- _TASK INSTRUCTIONS_:
A) Give every distinct name in the Ref column of the proof steps of the igenmin page, with each name appearing only once.
B) Reproduce the part of the igenmin page starting at "Theorem igenmin" and ending at "IdlGen 𝑆 ) ⊆ 𝐼 )".

--- START DOCUMENT ---

Metamath Proof Explorer

Theorem igenmin

Description: The ideal generated by a set is the minimal ideal containing that set. (Contributed by Jeff Madsen, 10-Jun-2010)

		Ref	Expression
	Assertion	igenmin	⊢ ( ( 𝑅 ∈ RingOps ∧ 𝐼 ∈ ( Idl ‘ 𝑅 ) ∧ 𝑆 ⊆ 𝐼 ) → ( 𝑅 IdlGen 𝑆 ) ⊆ 𝐼 )

Proof

Step	Hyp	Ref	Expression
1		eqid	⊢ ( 1^st ‘ 𝑅 ) = ( 1^st ‘ 𝑅 )
2		eqid	⊢ ran ( 1^st ‘ 𝑅 ) = ran ( 1^st ‘ 𝑅 )
3	1 2	idlss	⊢ ( ( 𝑅 ∈ RingOps ∧ 𝐼 ∈ ( Idl ‘ 𝑅 ) ) → 𝐼 ⊆ ran ( 1^st ‘ 𝑅 ) )
4		sstr	⊢ ( ( 𝑆 ⊆ 𝐼 ∧ 𝐼 ⊆ ran ( 1^st ‘ 𝑅 ) ) → 𝑆 ⊆ ran ( 1^st ‘ 𝑅 ) )
5	4	ancoms	⊢ ( ( 𝐼 ⊆ ran ( 1^st ‘ 𝑅 ) ∧ 𝑆 ⊆ 𝐼 ) → 𝑆 ⊆ ran ( 1^st ‘ 𝑅 ) )
6	1 2	igenval	⊢ ( ( 𝑅 ∈ RingOps ∧ 𝑆 ⊆ ran ( 1^st ‘ 𝑅 ) ) → ( 𝑅 IdlGen 𝑆 ) = ∩ { 𝑗 ∈ ( Idl ‘ 𝑅 ) ∣ 𝑆 ⊆ 𝑗 } )

--- END DOCUMENT ---
--- START GIVEN ENTRIES ---

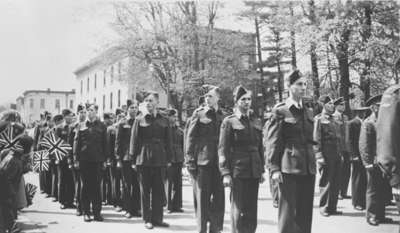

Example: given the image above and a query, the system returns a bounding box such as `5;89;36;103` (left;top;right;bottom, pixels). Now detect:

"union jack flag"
0;124;23;150
32;150;50;172
40;130;72;161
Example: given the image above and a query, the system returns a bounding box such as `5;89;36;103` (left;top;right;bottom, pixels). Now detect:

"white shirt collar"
286;97;303;109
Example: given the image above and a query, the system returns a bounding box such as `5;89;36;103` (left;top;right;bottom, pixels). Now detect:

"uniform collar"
286;96;303;109
233;108;250;119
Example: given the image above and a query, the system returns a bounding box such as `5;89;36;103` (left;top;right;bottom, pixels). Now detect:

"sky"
0;0;266;104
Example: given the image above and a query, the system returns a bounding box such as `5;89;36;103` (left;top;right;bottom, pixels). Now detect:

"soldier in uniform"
33;111;52;197
314;96;344;217
55;109;74;209
129;91;172;229
69;104;86;216
166;109;184;213
333;97;351;199
185;85;225;233
218;86;265;233
346;108;368;211
73;104;108;222
359;95;390;226
264;70;316;233
115;100;140;218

--- END GIVEN ENTRIES ---

- _OUTPUTS IN ORDER_:
A) eqid, idlss, sstr, ancoms, igenval

B)
Theorem igenmin

Description: The ideal generated by a set is the minimal ideal containing that set. (Contributed by Jeff Madsen, 10-Jun-2010)

		Ref	Expression
	Assertion	igenmin	⊢ ( ( 𝑅 ∈ RingOps ∧ 𝐼 ∈ ( Idl ‘ 𝑅 ) ∧ 𝑆 ⊆ 𝐼 ) → ( 𝑅 IdlGen 𝑆 ) ⊆ 𝐼 )